____ Passage given
Apparently it’s World Poetry Day. Here’s one of my favourite short poems…
Here we are all, by day; by night we’re hurl’d
By dreams, each one into a several world.
Robert Herrick
I could’ve posted the entire text of Walt Whitman’s “Song of Myself”, and had you reading for the next hour but instead lets share bite-sized gems of poetic brevity.
I was rather taken by this short poem by Erin Hansen recently:
There is freedom waiting for you,
On the breezes of the sky,
And you ask “What if I fall?”
Oh but my darling,
What if you fly?
Ah man. I usually do Larkin’s “Aubade” as my Poetry Day stock-in, but it’s not that short.
Let’s have some Rilke instead. It’s only a wee extract from the first Duino elegy, but I love it.
Who, if I cried out, would hear me among the angels’ hierarchies
and even if one of them pressed me suddenly against his heart:
I would be consumed in that overwhelming existence.
For beauty is nothing but the beginning of terror, which we are still just able to endure,
and we are so awed because it serenely disdains to annihilate us.
Every angel is terrifying.
It’s even better in German, and of course there’s lots more. I briefly wanted to call my band’s second album “Ein Jeder Engel ist Schrecklich” but it’s a) horribky pretentious and b) basically unpronounceable for most English speaking types.
The Hinds By Kathleen Jamie
Walking in a waking dream
I watched nineteen deer
pour from ridge to glen-floor,
then each in turn leap,
leap the new-raised
peat-dark burn. This
was the distaff side;
hinds at their ease, alive
to lands held on long lease
in their animal minds,
and filing through a breach
in a never-mended dyke,
the herd flowed up over
heather-slopes to scree
where they stopped, and turned to stare,
the foremost with a queenly air
as though to say: Aren’t we
the bonniest companie?
________
____ Data extract
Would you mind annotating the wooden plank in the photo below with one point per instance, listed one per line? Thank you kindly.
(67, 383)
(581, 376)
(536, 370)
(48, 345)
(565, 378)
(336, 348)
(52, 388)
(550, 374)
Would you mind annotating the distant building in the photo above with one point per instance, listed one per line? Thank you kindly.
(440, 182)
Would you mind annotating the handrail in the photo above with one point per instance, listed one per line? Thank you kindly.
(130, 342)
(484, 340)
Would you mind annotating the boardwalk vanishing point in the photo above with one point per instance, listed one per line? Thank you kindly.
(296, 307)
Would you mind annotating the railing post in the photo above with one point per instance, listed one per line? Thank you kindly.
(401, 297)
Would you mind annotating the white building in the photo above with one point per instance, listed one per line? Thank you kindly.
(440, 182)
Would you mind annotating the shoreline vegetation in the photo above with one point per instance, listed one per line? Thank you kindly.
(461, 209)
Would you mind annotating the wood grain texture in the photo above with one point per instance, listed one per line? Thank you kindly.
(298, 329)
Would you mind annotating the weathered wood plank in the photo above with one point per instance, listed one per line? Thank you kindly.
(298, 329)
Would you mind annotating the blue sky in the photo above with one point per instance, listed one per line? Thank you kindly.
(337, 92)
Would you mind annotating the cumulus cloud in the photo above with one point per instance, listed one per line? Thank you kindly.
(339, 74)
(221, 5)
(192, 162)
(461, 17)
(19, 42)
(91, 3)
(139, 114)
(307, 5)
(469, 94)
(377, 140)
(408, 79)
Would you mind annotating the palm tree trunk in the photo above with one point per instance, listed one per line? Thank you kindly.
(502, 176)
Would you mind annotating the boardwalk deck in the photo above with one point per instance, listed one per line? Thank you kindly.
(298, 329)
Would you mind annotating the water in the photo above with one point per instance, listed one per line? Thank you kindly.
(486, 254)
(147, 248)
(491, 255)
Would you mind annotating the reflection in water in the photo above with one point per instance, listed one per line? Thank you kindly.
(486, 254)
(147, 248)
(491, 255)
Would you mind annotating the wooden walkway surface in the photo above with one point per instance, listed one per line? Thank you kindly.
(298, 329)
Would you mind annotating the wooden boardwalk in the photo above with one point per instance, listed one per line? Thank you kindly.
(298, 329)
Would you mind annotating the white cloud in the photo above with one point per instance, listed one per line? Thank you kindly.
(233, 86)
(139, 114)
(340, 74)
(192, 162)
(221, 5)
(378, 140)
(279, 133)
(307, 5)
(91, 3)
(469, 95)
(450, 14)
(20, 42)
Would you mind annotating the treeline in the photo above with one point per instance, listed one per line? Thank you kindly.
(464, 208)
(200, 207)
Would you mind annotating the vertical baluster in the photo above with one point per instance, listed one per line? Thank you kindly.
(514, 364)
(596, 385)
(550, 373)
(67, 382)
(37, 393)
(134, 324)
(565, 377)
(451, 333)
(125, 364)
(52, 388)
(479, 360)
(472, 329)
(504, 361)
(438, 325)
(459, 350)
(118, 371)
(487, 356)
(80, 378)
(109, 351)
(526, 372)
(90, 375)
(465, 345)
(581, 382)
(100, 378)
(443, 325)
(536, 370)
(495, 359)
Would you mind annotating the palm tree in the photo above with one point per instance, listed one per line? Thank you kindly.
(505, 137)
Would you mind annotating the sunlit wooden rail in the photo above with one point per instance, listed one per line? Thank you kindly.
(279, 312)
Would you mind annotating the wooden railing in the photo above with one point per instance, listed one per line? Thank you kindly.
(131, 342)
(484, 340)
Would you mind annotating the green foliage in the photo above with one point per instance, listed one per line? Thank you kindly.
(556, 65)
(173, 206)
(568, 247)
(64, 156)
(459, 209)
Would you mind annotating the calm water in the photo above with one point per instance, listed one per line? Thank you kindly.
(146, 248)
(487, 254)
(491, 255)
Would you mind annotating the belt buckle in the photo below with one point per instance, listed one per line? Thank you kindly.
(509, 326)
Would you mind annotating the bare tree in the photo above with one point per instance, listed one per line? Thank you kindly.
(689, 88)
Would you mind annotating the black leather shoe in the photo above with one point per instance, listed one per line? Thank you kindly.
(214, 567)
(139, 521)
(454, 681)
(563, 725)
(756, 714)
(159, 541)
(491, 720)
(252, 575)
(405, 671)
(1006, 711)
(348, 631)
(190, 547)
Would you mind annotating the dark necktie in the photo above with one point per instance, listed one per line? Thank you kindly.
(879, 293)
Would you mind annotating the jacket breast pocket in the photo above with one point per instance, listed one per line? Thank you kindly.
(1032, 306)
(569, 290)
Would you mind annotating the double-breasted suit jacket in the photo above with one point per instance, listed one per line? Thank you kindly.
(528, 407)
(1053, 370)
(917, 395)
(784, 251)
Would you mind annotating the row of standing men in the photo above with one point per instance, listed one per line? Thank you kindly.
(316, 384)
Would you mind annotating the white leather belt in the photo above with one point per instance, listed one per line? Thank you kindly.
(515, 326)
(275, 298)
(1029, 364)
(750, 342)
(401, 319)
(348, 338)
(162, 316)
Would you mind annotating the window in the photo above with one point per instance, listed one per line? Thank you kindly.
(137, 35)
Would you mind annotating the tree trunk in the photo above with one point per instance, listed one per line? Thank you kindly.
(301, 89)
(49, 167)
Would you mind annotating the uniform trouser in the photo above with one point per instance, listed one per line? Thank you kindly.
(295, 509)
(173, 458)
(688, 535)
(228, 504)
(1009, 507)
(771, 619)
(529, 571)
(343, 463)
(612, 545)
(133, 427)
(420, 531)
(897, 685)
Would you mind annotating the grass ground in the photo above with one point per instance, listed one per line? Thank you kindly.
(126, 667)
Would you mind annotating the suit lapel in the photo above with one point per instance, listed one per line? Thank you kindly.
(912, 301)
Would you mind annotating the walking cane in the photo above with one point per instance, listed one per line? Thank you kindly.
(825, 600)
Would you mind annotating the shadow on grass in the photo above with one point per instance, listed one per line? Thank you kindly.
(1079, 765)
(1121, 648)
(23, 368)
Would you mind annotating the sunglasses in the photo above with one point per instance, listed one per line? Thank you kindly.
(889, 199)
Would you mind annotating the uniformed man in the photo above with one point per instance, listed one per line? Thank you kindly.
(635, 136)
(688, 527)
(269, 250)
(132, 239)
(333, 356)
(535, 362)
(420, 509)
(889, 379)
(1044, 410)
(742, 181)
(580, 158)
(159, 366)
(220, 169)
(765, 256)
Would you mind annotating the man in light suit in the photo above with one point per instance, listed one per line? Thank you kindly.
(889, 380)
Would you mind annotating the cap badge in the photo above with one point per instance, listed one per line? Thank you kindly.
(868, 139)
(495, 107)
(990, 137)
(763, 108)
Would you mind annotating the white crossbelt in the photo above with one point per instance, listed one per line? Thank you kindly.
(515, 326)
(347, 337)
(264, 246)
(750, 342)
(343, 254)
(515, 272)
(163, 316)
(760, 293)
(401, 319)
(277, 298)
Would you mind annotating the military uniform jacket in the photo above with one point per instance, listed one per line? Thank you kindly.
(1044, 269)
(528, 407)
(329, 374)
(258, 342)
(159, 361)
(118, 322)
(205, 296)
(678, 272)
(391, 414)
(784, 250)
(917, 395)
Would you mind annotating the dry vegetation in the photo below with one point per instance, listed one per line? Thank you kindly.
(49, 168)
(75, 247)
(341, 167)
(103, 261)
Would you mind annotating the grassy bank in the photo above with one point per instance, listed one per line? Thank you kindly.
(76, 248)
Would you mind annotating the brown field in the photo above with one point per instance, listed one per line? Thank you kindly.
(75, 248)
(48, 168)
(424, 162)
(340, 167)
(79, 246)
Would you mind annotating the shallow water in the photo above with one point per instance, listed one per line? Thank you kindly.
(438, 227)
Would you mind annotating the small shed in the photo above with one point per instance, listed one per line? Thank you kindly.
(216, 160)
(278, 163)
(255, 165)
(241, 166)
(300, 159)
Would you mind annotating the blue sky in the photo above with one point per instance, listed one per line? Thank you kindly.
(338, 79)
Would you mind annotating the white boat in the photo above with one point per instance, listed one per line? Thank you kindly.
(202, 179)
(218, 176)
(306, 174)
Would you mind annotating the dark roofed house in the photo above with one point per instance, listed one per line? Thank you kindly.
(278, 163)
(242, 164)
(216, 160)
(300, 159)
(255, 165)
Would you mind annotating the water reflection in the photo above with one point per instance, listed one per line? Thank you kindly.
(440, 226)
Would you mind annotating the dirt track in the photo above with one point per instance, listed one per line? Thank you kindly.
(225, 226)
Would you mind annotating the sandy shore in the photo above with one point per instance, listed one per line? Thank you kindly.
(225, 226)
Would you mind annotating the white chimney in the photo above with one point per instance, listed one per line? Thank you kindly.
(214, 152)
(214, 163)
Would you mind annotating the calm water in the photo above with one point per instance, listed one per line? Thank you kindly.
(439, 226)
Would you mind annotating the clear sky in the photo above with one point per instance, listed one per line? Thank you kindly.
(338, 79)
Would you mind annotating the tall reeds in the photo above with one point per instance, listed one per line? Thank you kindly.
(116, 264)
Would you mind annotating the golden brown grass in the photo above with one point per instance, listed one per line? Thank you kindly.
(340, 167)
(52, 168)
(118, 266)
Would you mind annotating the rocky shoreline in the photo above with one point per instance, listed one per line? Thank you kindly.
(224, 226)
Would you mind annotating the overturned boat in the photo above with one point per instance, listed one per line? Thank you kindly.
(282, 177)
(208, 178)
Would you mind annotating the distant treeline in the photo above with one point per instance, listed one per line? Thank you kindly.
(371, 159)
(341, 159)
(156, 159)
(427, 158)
________
Write the next part of the World Poetry Day post, picking up after its last line. The listing was taken from a different source than the World Poetry Day post.

◆ Final result
Come to me,
you’ll be happy, but never go home.
(Kathleen Jamie is, I think, Scotland’s greatest living writer. This is from her newest book. Here’s a good article on it… http://www.theguardian.com/books/booksblog/2015/oct/05/poem-of-the-week-the-hinds-by-kathleen-jamie)
I was going to take something of a liberty and republish HP Saucecraft’s beautiful poem about his father, which he posted on the parish notice board last October. But I lost my nerve, deciding it would be presumptuous of me to do so.
Instead, I should like to invite the author himself to share it afresh. It would be a pity not to, as it is one of the best things I’ve read in the past year or so.
Adam had ’em
That’s Fleas by the way
Okay, a more serious one. This one is by Matsuo Bashō:
Summer grasses,
All that remains
Of soldiers’ dreams.
Dorothy Parker gave good short.
Resumé
Razors pain you;
Rivers are damp;
Acids stain you;
And drugs cause cramp.
Guns aren’t lawful;
Nooses give;
Gas smells awful;
You might as well live.
A chicken is a noble beast,
a cow is much forlorner,
standing in the pouring rain,
a leg at every corner.
William Topaz McGonagall
I saw this guy, Steve Turner, at a festival about 30 years ago
I am on the kids’ side
in the war against adults.
I don’t want to stand still.
I don’t want to sit still.
I don’t want to be quiet.
I believe that strangers
are for starting at,
bags are for looking into,
paper is for scribbling on.
I want to know Why.
I want to know How.
I wonder What if.
I am on the kids’ side
in the war against tedium.
I’m for going home
when stores get packed.
I’m for sleeping
when parties get dull.
I’m for kicking stones
when conversation sags.
I’m for making noises.
I’m for playing jokes
especially in life’s
more Serious Bits.
I am on the kids’ side.
See my sneaky grin,
watch me dance, see me run.
Spit on the carpet, rub it in,
pick my nose in public,
play rock stars in the mirror.
I am on the kids’ side.
I want to know why we’re not moving.
I’m fed up. I want to go out.
What’s that? Can I have one?
It isn’t fair. Who’s that man?
It wasn’t me, i was pushed.
When are we going to go?
I am on the kids’ side
putting fun back into words.
Ink pink pen and ink
you go out because you stink.
Stephen Turner is a burner,
urner, murner, purner.
Stephen, weven, peven,
reven, teven, Turnip Top.
I am on the kids’ side
in the war against apathy.
Mum, I want to do something.
It must be my turn next
When can we go out?
I am on the kids’ side
and when I grow up,
I want to be a boy
Spring has sprung
The grass is riz
I wonder where the birdie is?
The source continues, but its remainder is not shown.